Tarefa proposta - Reproduza fielmente o trecho do texto sobre Macunaíma que começa nas palavras "Capítulo X –" e termina logo após "metamorfoseado numa constelação.".

═══ Texto para leitura

Capítulo X – Pauí-pódole  
      A surra que Venceslau Pietro Pietra recebeu de Exu foi tão violenta que ele ficou meses numa rede, travado pelos suplícios a que foi submetido. Sem poder readquirir a muiraquitã, Macunaíma ocupou-se então do complicado estudo das duas línguas da terra, “o brasileiro falado e o português escrito”. Interrompe um mulato pedante que fazia um verborrágico discurso sobre o Cruzeiro do Sul, falando que aquelas quatro estrelas que brilham no vasto campo do céu são, na verdade, o Pai do Mutum, figura zoocosmológica que teve seu corpo de ave metamorfoseado numa constelação.  
 Capítulo XI – A velha Ceiuci  
      Depois de ter passado a noite brincando com a patroa da pensão, Macunaíma falou pros seus irmãos Maanape e Jiguê que tinha achado “rasto fresco de tapir”, em pleno asfalto paulistano, junto à Bolsa de Mercadorias. Induziu seus irmãos a caçarem o animal e estes quase acabam sendo linchados pela multidão que se aglomerou pra assistir à caçada. Um estudante subiu na capota de um automóvel e discursou contra Maanape e Jiguê. Foi interrompido por Macunaíma que, tomado por um efêmero acesso de fraternidade, resolveu defender os irmãos entrando no meio da multidão e distribuindo rasteiras e cabeçadas até ser preso por um “grilo”, soldado da antiga guarda-civil de São Paulo. No meio da confusão, o herói conseguiu fugir e foi ver como passava o gigante Venceslau Pietro Pietra, ainda “convalescendo da sova apanhada na macumba”. Faz uma aposta com o curumi Chuvisco pra ver quem conseguia assustar o gigante e sua família. Perde a aposta e resolve fazer uma pescaria. Como não tivesse anzol, o herói se transforma numa “piranha feroz” pra cortar a linha de um inglês que pescava a seu lado. Acontece que a velha feiticeira Ceiuci, mulher do gigante, também costumava pescar no igarapé Tietê e prende o herói. Ao ser pescado pela tarrafa da feiticeira, Macunaíma vira um pato que devia ser logo comido. Além de brincar com a  filha mais moça de Ceiuci, ludibria-a e foge, montado “num cavalo castanho-pedrez que pra carreira Deus o fez”. É uma fuga espetacularmente surrealista: num momento está em Manaus e noutro em Mendoza, na Argentina. 
 Capítulo XII – Tequeteque, chupinzão e a injustiça dos homens  
     Desesperado porque ainda não conseguira reaver a muiraquitã, Macunaíma se disfarça de pianista e tenta, junto ao governo, uma bolsa de estudos na Europa, para onde Venceslau Pietro Pietra havia viajado. Não conseguindo a bolsa, sai a viajar com os manos pelo Brasil pra ver se acha “alguma panela com dinheiro enterrado”. Nestas andanças, encontra um macaco comendo coquinho baguaçu. Como estava com fome, o herói pergunta ao macaco o que estava comendo e ouve a seguinte resposta cínica: “-- Estou quebrando os meus toaliquiçus pra comer.” Macunaíma resolveu imitá-lo, agarrou um “paralelepípedo e juque! nos toaliquiçus. Caiu morto.” Só conseguiu ressuscitar graças à feitiçaria de Maanape, que colocou no lugar do órgão destruído dois cocos-da-baía. Depois “assoprou fumaça de cachimbo no defunto-herói” e este reanimou-se, tomando guaraná e uma dose de pinga.

══════
═══ Linhas

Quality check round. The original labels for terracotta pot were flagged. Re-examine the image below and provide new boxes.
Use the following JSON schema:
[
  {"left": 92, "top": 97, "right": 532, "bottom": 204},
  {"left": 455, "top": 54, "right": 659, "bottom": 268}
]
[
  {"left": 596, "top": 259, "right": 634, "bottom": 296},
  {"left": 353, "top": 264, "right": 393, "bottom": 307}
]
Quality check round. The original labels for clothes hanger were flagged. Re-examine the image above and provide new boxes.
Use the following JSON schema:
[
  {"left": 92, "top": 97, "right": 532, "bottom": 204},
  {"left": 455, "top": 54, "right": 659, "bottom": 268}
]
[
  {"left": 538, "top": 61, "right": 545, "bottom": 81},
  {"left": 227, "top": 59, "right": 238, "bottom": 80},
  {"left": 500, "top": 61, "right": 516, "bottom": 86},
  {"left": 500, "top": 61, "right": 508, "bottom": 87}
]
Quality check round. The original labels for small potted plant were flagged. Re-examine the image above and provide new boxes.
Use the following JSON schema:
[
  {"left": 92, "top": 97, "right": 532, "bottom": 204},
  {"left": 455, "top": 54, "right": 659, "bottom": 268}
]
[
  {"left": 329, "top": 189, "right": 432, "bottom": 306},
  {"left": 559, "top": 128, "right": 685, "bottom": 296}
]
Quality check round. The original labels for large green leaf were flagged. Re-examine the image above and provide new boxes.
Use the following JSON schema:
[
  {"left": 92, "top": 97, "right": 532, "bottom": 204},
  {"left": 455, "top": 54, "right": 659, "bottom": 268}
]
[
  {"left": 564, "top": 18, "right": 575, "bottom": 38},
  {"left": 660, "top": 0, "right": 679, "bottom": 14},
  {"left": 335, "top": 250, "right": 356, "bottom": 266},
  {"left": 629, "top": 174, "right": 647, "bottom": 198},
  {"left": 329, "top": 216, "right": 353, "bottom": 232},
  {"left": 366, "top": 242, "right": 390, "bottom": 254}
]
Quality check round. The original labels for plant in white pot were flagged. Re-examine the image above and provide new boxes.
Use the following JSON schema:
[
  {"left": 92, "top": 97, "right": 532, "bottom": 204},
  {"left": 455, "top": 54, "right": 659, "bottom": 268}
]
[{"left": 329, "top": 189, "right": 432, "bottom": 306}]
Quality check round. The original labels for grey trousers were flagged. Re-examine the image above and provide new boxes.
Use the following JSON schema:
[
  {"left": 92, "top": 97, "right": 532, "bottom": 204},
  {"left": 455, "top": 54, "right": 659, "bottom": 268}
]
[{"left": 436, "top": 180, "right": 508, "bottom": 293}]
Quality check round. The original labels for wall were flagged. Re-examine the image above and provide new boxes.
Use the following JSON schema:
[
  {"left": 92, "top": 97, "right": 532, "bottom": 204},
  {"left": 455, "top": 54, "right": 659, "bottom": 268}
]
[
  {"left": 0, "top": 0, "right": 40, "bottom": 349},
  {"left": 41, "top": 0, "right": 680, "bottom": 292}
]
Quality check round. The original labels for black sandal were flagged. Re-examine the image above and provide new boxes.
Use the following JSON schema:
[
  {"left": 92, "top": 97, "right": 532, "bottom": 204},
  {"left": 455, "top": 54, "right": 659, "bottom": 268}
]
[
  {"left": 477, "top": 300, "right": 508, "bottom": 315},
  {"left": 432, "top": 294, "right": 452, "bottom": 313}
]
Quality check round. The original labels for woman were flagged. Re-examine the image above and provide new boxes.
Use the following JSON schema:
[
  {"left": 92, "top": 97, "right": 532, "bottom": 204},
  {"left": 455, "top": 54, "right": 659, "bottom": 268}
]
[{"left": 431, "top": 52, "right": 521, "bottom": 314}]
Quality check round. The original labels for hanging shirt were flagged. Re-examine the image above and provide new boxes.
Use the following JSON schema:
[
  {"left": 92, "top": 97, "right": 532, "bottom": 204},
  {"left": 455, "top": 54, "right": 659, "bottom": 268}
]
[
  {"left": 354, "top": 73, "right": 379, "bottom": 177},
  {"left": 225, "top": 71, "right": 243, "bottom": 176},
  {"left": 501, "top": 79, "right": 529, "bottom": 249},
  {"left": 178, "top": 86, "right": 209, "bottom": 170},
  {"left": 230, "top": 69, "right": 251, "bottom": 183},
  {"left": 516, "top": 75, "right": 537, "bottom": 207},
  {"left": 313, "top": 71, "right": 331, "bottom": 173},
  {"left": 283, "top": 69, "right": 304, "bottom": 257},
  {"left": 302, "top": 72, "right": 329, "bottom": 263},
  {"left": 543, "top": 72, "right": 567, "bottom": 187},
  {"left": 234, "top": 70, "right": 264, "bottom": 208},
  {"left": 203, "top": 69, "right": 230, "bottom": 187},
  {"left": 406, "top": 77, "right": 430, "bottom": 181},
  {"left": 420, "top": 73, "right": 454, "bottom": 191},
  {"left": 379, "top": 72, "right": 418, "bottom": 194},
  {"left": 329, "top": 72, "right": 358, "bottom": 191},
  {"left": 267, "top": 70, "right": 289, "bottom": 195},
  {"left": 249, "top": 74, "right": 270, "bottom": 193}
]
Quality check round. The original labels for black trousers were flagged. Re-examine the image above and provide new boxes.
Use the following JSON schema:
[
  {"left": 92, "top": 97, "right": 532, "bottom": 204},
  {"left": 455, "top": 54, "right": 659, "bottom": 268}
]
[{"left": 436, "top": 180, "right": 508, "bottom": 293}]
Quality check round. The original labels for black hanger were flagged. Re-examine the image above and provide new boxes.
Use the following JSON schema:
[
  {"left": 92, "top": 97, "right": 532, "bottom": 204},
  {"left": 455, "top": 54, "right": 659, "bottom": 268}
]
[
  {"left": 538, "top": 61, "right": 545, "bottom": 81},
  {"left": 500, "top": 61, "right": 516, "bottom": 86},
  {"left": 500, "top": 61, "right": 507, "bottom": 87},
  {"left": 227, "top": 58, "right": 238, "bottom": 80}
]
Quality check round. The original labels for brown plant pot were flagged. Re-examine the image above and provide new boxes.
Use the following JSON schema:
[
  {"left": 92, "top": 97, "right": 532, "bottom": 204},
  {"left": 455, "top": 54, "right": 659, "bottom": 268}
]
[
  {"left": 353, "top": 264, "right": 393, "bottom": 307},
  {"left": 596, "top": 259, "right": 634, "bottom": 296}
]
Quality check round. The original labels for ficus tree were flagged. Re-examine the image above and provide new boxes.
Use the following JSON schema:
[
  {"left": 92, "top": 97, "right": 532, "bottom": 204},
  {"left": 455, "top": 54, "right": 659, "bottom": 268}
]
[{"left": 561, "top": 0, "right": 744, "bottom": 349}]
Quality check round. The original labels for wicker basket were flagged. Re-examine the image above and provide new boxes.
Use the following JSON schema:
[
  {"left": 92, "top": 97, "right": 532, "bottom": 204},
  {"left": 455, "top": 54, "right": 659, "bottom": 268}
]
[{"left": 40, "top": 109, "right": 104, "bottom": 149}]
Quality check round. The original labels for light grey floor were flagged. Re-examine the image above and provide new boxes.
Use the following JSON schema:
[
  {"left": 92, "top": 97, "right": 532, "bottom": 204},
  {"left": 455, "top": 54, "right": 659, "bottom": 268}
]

══════

Resolução -
Capítulo X – Pauí-pódole  
      A surra que Venceslau Pietro Pietra recebeu de Exu foi tão violenta que ele ficou meses numa rede, travado pelos suplícios a que foi submetido. Sem poder readquirir a muiraquitã, Macunaíma ocupou-se então do complicado estudo das duas línguas da terra, “o brasileiro falado e o português escrito”. Interrompe um mulato pedante que fazia um verborrágico discurso sobre o Cruzeiro do Sul, falando que aquelas quatro estrelas que brilham no vasto campo do céu são, na verdade, o Pai do Mutum, figura zoocosmológica que teve seu corpo de ave metamorfoseado numa constelação.